Shape boundary entries
— Start —

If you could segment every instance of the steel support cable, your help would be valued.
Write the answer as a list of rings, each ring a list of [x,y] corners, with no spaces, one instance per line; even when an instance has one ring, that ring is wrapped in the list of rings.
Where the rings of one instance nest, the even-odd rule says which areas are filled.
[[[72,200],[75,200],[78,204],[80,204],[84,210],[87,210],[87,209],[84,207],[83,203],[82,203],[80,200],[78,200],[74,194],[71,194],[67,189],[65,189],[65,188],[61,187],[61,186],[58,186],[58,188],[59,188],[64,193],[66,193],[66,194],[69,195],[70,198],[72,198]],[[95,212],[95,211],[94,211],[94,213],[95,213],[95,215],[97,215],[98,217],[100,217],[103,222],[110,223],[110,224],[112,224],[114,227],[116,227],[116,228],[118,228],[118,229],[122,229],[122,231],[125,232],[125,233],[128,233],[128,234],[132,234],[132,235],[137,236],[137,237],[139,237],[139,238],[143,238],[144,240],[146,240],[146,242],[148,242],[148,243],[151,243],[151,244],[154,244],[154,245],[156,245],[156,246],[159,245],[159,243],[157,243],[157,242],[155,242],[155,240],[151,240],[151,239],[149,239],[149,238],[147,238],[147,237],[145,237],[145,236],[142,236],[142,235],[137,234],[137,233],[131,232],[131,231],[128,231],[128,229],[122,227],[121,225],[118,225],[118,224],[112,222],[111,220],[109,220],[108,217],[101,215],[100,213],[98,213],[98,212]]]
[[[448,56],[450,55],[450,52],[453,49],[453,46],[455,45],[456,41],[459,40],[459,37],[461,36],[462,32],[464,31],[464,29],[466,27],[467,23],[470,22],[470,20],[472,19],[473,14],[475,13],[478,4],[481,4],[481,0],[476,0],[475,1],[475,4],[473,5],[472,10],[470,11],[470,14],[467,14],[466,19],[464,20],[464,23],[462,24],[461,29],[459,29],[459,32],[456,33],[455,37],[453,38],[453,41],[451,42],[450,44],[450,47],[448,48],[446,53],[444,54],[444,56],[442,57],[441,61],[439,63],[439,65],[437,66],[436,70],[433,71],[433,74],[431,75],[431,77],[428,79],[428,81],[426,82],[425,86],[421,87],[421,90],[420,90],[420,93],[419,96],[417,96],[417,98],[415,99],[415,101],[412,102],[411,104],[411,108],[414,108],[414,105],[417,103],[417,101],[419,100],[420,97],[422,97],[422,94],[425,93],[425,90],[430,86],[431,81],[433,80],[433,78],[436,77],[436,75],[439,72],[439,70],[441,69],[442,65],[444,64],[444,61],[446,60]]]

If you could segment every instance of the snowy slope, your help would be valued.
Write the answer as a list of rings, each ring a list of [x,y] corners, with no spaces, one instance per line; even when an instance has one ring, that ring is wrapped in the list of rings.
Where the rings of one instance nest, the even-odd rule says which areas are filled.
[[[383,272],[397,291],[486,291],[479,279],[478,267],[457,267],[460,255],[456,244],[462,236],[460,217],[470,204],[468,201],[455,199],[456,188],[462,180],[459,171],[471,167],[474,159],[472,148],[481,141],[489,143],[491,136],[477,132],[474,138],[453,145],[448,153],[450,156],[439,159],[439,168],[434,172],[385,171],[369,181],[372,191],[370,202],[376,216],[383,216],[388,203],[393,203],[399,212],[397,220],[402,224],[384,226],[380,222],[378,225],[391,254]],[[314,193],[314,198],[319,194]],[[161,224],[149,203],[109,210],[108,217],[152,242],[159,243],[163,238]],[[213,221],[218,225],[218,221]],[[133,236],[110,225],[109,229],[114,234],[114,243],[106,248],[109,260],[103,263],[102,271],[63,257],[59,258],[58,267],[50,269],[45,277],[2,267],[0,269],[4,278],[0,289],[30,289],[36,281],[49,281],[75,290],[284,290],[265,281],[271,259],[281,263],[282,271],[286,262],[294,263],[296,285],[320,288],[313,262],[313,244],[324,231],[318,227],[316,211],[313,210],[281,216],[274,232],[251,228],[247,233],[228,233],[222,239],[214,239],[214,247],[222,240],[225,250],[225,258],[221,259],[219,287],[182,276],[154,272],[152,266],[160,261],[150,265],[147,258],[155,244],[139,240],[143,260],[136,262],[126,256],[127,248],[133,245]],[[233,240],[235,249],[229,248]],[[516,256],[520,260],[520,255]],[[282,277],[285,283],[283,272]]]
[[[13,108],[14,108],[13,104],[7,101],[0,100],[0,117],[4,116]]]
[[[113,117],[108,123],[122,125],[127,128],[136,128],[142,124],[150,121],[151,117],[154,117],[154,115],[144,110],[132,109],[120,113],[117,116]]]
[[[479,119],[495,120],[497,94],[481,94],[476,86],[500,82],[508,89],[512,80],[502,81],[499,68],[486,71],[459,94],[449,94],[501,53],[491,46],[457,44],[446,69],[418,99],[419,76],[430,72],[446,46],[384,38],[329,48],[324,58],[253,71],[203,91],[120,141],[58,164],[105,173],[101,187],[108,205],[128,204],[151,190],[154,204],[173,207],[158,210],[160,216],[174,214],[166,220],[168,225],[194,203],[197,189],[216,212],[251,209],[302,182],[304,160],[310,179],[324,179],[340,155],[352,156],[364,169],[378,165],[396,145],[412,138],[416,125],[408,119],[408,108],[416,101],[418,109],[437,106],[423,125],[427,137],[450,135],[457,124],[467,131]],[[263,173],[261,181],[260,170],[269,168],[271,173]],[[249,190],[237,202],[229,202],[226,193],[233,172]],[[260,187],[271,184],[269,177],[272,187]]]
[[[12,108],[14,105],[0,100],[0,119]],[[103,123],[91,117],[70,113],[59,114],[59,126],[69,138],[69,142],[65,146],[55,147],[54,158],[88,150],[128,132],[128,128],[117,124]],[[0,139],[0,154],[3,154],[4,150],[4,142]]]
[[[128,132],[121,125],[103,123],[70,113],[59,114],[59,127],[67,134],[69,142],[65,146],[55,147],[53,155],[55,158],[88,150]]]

— End —

## [Directions for this task]
Report each line of the data above that contains the word "your", copying every such line in full. Letter case counts.

## [Task output]
If you could segment every instance of the steel support cable, your help would be valued.
If you could segment every instance of the snowy slope, your help would be valued.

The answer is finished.